Work to complete -> List every line below that contains the word "metal". Copy each one in full.

Start Listed records

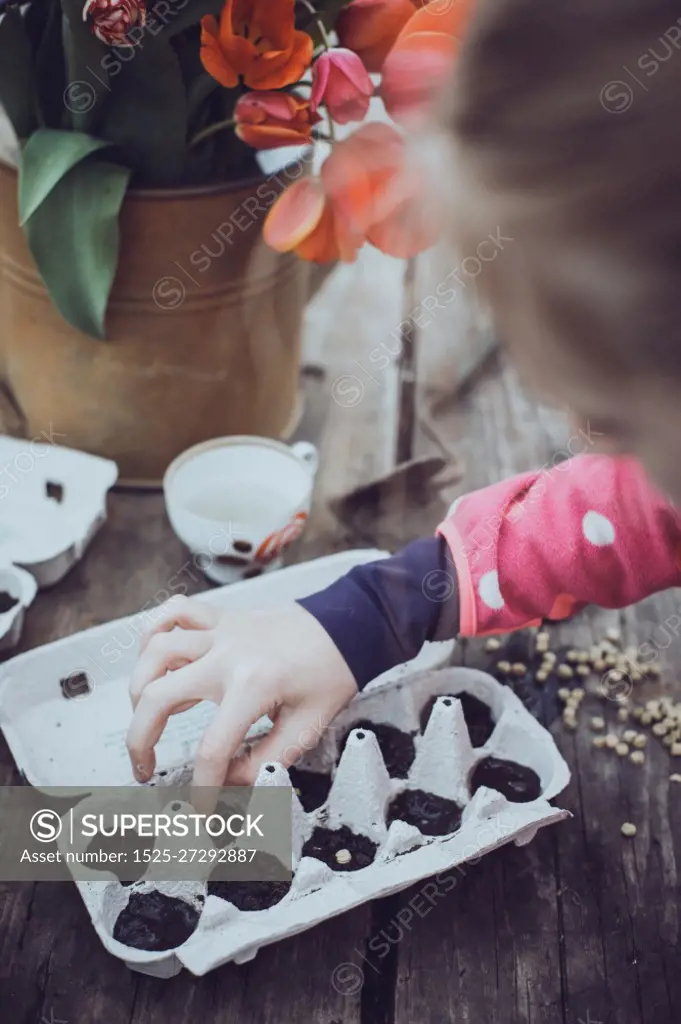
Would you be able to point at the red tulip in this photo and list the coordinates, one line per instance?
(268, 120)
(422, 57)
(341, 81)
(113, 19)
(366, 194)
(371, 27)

End Listed records
Start Listed records

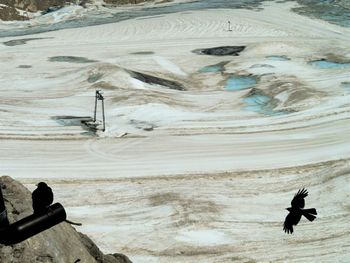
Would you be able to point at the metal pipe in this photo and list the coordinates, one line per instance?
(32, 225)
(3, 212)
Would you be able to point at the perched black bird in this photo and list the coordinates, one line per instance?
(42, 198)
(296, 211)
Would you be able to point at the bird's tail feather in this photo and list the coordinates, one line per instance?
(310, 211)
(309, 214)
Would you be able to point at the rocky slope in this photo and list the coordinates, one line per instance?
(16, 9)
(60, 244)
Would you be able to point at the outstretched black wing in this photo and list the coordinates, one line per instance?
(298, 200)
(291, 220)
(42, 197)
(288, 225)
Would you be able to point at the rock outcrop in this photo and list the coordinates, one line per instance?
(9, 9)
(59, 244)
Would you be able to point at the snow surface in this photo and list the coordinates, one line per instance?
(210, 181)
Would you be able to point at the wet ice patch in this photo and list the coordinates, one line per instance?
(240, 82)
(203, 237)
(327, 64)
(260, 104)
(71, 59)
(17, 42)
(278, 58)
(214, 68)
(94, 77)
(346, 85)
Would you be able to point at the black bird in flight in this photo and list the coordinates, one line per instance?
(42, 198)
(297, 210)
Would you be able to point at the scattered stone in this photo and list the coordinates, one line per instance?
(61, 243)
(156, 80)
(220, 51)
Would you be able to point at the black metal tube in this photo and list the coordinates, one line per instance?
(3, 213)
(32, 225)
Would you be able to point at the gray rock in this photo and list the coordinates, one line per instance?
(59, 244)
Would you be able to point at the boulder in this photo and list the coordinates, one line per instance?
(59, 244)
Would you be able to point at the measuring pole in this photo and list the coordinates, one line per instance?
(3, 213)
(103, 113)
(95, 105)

End Listed records

Response to this exercise ->
Would you be able to point at the metal pipe in this photo and list the coordinates, one line per instance?
Would you be able to point at the black metal tube in this photo and list the coordinates, one line per instance?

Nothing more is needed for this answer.